** Excerpt provided **
⁂

Photo illustration of Tatiana De La Rosa holding a drink, with running shoes along with a jump rope in the frame.

Tatiana De La Rosa just wanted to lose weight when she started taking compounded tirzepatide — she didn’t realize it came with many more benefits. (Photo illustration: Yahoo News; photos: courtesy of Tatiana De La Rosa, Getty Images)

That has disappeared since starting a GLP-1 medication. It’s not that I’ve learned it’s bad — we’re well aware of the dangers of alcohol — I just don’t have the urge at all since starting tirzepatide. I’ll still have a drink now and then, but going from daily to maybe once a month is a big deal. And since I’m not drinking much, my husband isn’t either. For the Fourth of July weekend, my husband made me a margarita from scratch, and we realized he probably hadn’t made me one in months! Our friends are like, “Wow, we don’t even recognize you.” But we still go out to dinner, or to barbecues, or our friends will come over to swim in our pool. Our social life is the same; we’re just drinking less.

Dinner bell

My food noise has always been centered around carbs and dinner. I always felt like, if I didn’t have carbs, I hadn’t even had dinner. I used to be so preoccupied and worried about whether there would be enough food for me to feel full because that feeling of satiety was my comfort zone. At the same time, I would try to meal-plan — especially dinner — to try to control my carb consumption. I would tell myself that I could have as much greens and chicken as I want, but I couldn’t have carbs after 6 p.m. I had to give myself a pep talk in order to not have two servings.

⁂

[Dataset entries]
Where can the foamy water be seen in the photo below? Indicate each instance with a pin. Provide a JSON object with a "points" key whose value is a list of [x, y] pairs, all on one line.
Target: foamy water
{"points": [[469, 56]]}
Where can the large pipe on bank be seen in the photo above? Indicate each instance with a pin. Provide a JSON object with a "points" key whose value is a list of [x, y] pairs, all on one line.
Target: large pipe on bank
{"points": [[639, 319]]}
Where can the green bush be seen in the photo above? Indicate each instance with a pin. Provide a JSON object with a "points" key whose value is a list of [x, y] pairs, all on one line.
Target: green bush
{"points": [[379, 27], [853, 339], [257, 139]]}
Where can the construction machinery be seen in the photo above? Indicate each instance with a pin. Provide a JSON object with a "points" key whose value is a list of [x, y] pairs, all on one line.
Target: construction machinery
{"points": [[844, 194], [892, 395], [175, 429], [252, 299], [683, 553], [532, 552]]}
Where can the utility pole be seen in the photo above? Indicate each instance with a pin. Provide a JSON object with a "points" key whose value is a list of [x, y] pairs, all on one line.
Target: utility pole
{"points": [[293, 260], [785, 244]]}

⁂

** Problem requirements **
Continue the first-person account of taking tirzepatide from its last sentence, which ends "in order to not have two servings."

** Response area **
That’s gone. I have no idea what will be for dinner today. My husband is the primary cook in our household, and he’s super health-conscious — we survive because of him! So what we eat hasn’t really changed. We don’t fry things; We use the air fryer or grill and we cook with avocado oil. We’ll have salmon or chicken breast with mashed potatoes and a vegetable. But I’m just not stressed around planning it anymore. I no longer feel the need to measure a cup of mashed potatoes, and if I want a little bit more, I’ll have it. I’m just much more in tune with my hunger cues, and I respect my satiety.

And I get to enjoy my food more. My daughter likes to cook too, and the other day she made a chicken marsala with roasted asparagus and couscous. In the past, I would have been worried I’d starve because there weren’t enough carbs, but instead I was just so excited to try it.

Make a move

I grew up playing volleyball and running, but in my adulthood, that changed. I used to be what I call a “binge exerciser.” I would start working out and exercise hard-core for 30 days and lose 1 pound and it just sucked. So then I wouldn’t do anything.

I didn’t repeat that cycle on tirzepatide. During the eight months when I was losing the bulk of the weight, I just walked for 30 minutes a day, and I reached my goal weight in that time. Now I lift weights two or three times a week, but I don’t do it because I need to continue losing weight. I’m just cognizant of the benefits. My husband has always gone to the gym a lot, and he would tell me I needed to work out to build muscle, and I’d just say, “I don’t care!” But now I’ve learned that muscle-building is important for longevity. It was painful at first, but your body has muscle memory. Mine is like, “Oh, I remember this!”

Let’s get the bill

Compounded tirzepatide isn’t cheap. At first, I was paying $650 a month for it. But now that there are more telehealth providers and there have been advancements in the field, I pay about half that.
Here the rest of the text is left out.